↓
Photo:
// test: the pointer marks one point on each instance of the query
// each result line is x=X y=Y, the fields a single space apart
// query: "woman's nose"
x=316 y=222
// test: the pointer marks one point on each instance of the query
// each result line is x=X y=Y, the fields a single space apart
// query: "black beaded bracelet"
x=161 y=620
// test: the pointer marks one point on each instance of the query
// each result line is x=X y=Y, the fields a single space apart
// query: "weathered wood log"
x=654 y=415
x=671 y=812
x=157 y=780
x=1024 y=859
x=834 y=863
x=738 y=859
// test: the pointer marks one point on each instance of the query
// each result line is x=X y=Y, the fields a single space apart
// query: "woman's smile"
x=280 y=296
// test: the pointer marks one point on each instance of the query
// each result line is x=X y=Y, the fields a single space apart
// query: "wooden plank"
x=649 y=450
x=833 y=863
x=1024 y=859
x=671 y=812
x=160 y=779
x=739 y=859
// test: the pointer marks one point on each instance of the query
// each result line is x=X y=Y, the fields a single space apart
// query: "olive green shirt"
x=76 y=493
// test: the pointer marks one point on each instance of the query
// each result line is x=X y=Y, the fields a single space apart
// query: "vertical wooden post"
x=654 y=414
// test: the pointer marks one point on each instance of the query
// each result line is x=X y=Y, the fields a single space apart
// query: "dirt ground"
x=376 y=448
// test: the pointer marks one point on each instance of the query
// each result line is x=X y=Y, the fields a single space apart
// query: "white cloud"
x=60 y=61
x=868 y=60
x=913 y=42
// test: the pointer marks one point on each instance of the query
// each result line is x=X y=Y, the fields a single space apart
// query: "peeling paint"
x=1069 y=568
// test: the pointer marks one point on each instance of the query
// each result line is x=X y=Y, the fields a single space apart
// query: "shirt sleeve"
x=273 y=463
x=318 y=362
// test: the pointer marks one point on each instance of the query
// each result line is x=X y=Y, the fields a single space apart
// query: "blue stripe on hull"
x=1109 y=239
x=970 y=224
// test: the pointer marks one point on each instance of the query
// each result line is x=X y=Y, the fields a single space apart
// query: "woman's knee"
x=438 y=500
↑
YOUR OBJECTIVE:
Copy every record precisely, omitting nothing.

REPLY TO THE EXERCISE:
Photo:
// test: the pointer marks one point on each instance of the query
// each result line is x=X y=Y, the fields a single space apart
// query: "woman's nose"
x=316 y=222
// test: the pointer marks one point on each instance of the query
// each result line is x=X y=Y, the fields a single space apart
// query: "black beaded bracelet"
x=161 y=620
// test: the pointer marks one point on each instance of the query
// each result line is x=X y=Y, the fields a single space apart
// query: "weathered wood log"
x=654 y=415
x=671 y=812
x=157 y=780
x=1024 y=859
x=834 y=863
x=738 y=859
// test: the pointer marks one point on each instance of the query
// each result line is x=X y=Y, the fields a single space apart
// query: "woman's smile"
x=280 y=296
// test: the pointer marks one point on each instance of the query
// each result line is x=X y=Y, the fields a single space apart
// query: "wooden plank"
x=649 y=450
x=833 y=863
x=1024 y=859
x=671 y=812
x=160 y=779
x=739 y=859
// test: the pointer marks one point on each instance of the query
// each result line is x=X y=Y, the fields a single space apart
// query: "olive green shirt"
x=76 y=493
// test: the pointer marks one point on each instance of the query
// each result line is x=X y=Y, the fields a single space apart
// query: "vertical wooden post"
x=654 y=414
// test: the pointer marks one point on each instance of the query
// each result line is x=X y=Y, the fields a single space apart
// query: "dirt ground"
x=376 y=448
// test: the pointer marks one point on each instance of the query
// each result line is x=X y=Y, the fields a single space apart
// query: "white cloud"
x=60 y=61
x=868 y=60
x=913 y=42
// test: the pointer marks one point on each instance of the query
// each result line is x=X y=Y, the fields a single space apart
// query: "peeling paint"
x=1069 y=568
// test: the pointer marks one point on each instance of the query
// each result line is x=X y=Y, the fields a single space apart
// query: "shirt sleeve"
x=273 y=463
x=318 y=362
// test: the pointer marks one point on each instance of the query
// each result line is x=X y=Y, the fields a single space apart
// query: "blue stripe on hull"
x=1109 y=239
x=970 y=224
// test: the pointer marks one point on each instance of the query
// each result line is x=X y=Y, the fields a single space apart
// query: "woman's knee"
x=438 y=500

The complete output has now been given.